— begin Records to process —

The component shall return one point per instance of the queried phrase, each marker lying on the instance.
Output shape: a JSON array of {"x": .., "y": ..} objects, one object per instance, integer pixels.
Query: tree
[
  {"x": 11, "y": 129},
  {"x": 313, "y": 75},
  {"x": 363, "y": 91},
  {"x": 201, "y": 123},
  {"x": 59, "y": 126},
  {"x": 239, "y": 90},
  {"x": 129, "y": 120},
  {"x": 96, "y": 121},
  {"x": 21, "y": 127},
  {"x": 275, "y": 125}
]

— end Records to process —

* Given task: Rewrite the entry above, replacing every "instance" with "occurrence" and leaving everything else unchanged.

* Output for this exercise:
The component shall return one point per occurrence of the queried phrase, each marker lying on the occurrence.
Output shape: a JSON array of {"x": .., "y": ..} objects, one object per occurrence, integer pixels.
Query: tree
[
  {"x": 11, "y": 129},
  {"x": 313, "y": 75},
  {"x": 363, "y": 91},
  {"x": 201, "y": 123},
  {"x": 59, "y": 126},
  {"x": 239, "y": 90},
  {"x": 129, "y": 120},
  {"x": 96, "y": 121},
  {"x": 21, "y": 127},
  {"x": 275, "y": 125}
]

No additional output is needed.